Task a:
In the records, rewrite the lines beginning at the line that has "mark the dark" and running through the end of the records, with "dark red" swapped for "deep red" and all else unchanged.

Supplied text:
— START —

20

I am using xmlrpclib.ServerProxy to make RPC calls to a remote server. If there is not a network connection to the server it takes the default 10 seconds to return a socket.gaierror to my program.

This is annoying when doing development without a network connection, or if the remote server is down. Is there a way to update the timeout on my ServerProxy object?

I can't see a clear way to get access to the socket to update it.

10 Answers 10

20

An more straightforward solution is at: http://www.devpicayune.com/entry/200609191448

import xmlrpclib 
import socket

x = xmlrpclib.ServerProxy('http:1.2.3.4')  
socket.setdefaulttimeout(10)        #set the timeout to 10 seconds 
x.func_name(args)                   #times out after 10 seconds
socket.setdefaulttimeout(None)      #sets the default back
  • How does the socket apply to the xmlrpclib? We are never setting the socket on x. – ashchristopher Nov 26 '09 at 15:33
  • 1
    @ashchristopher: I have not tested this code, but it looks like setdefaulttimeout is a global default value. So if xmlrpclib does not set any specific timeout value, it will probably use the global default. – MiniQuark Oct 18 '10 at 12:02
  • 1
    @MiniQuark: Correct, it's a global default (None) which means that new socket objects have no timeout. The setdefaulttimeout function has the advantage that it works for HTTPS/SSL sockets, where the other posted examples only work with HTTP. – Jeff Bauer Jan 28 '11 at 21:41
  • @Jeff Bauer: the community wiki example with HTTP can also be done with subclassing HTTPSConnection, HTTPS and SafeTransport. This should work the very same way. – housemaister Apr 8 '11 at 13:24
  • 1
    Definitely the winner for my code. I added 2 lines and done compared to adding 3 classes what the others suggest. TL;DR by the way. – Giszmo Jul 26 '13 at 1:20
16

clean non global version.

— END —

Items from a data source:
— START —

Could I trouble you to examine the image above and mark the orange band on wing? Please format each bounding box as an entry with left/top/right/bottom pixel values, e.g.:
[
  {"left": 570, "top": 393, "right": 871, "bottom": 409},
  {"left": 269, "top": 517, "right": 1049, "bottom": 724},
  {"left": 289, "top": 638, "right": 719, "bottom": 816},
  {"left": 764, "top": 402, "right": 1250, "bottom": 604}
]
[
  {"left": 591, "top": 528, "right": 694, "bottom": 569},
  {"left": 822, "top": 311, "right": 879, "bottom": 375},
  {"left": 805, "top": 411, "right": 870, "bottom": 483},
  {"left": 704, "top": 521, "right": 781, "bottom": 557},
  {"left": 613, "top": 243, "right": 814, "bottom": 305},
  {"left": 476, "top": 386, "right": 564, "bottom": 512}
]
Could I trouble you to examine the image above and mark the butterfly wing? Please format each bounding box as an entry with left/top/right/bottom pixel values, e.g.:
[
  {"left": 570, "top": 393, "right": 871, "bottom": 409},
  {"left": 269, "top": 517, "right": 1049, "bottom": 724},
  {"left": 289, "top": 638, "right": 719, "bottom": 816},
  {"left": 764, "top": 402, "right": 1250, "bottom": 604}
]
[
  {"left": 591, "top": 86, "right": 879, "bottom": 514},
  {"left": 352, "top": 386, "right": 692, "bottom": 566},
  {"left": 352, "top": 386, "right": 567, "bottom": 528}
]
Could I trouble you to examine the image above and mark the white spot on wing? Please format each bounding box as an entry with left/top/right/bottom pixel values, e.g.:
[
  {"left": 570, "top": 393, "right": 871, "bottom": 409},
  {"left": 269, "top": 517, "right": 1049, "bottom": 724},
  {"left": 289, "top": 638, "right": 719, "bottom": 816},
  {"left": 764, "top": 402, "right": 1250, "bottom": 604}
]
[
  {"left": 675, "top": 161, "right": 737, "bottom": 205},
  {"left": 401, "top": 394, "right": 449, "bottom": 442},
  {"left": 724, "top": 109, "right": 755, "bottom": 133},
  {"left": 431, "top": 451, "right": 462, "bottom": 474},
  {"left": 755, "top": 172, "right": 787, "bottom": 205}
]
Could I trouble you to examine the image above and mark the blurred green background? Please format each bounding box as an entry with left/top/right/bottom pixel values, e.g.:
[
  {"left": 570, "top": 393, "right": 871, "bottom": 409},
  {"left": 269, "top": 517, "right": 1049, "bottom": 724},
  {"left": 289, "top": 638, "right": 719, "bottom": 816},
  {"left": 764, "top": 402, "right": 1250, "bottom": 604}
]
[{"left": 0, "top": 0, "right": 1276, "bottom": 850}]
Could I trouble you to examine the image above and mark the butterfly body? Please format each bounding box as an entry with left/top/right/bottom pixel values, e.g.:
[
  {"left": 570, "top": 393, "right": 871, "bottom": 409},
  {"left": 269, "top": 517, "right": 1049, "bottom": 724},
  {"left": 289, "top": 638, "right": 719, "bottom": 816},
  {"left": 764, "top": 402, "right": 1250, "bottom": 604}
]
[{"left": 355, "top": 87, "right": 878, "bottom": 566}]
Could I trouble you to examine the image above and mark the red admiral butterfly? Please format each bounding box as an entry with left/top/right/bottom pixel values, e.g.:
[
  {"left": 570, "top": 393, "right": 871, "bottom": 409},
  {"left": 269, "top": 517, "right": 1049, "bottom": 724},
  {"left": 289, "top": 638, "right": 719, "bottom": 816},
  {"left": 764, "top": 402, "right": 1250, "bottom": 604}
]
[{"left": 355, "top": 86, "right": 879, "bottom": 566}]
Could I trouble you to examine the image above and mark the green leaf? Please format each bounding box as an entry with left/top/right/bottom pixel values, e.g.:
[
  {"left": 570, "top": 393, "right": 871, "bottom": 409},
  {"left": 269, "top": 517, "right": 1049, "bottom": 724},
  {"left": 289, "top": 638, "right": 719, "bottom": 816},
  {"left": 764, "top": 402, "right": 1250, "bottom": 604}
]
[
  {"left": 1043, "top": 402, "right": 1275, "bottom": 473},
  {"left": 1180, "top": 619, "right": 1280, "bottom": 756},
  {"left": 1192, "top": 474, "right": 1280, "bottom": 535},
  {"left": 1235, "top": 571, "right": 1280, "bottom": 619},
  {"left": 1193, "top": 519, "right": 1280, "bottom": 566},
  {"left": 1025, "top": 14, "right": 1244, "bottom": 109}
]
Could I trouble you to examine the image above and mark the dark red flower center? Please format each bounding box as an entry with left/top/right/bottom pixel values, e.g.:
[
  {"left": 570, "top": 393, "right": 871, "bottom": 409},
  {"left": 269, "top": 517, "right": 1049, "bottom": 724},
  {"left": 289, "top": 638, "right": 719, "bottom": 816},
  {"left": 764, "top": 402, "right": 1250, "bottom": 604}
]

— END —

Task b:
Duplicate the passage of the forum thread on xmlrpclib timeouts that begins at the words "I am using xmlrpclib.ServerProxy" and stops after "to update it.".

Right answer a:
Could I trouble you to examine the image above and mark the deep red flower center? Please format each bounding box as an entry with left/top/right/bottom pixel values, e.g.:
[
  {"left": 570, "top": 393, "right": 871, "bottom": 409},
  {"left": 269, "top": 517, "right": 1049, "bottom": 724},
  {"left": 289, "top": 638, "right": 719, "bottom": 816},
  {"left": 764, "top": 402, "right": 1250, "bottom": 604}
]

Right answer b:
I am using xmlrpclib.ServerProxy to make RPC calls to a remote server. If there is not a network connection to the server it takes the default 10 seconds to return a socket.gaierror to my program.

This is annoying when doing development without a network connection, or if the remote server is down. Is there a way to update the timeout on my ServerProxy object?

I can't see a clear way to get access to the socket to update it.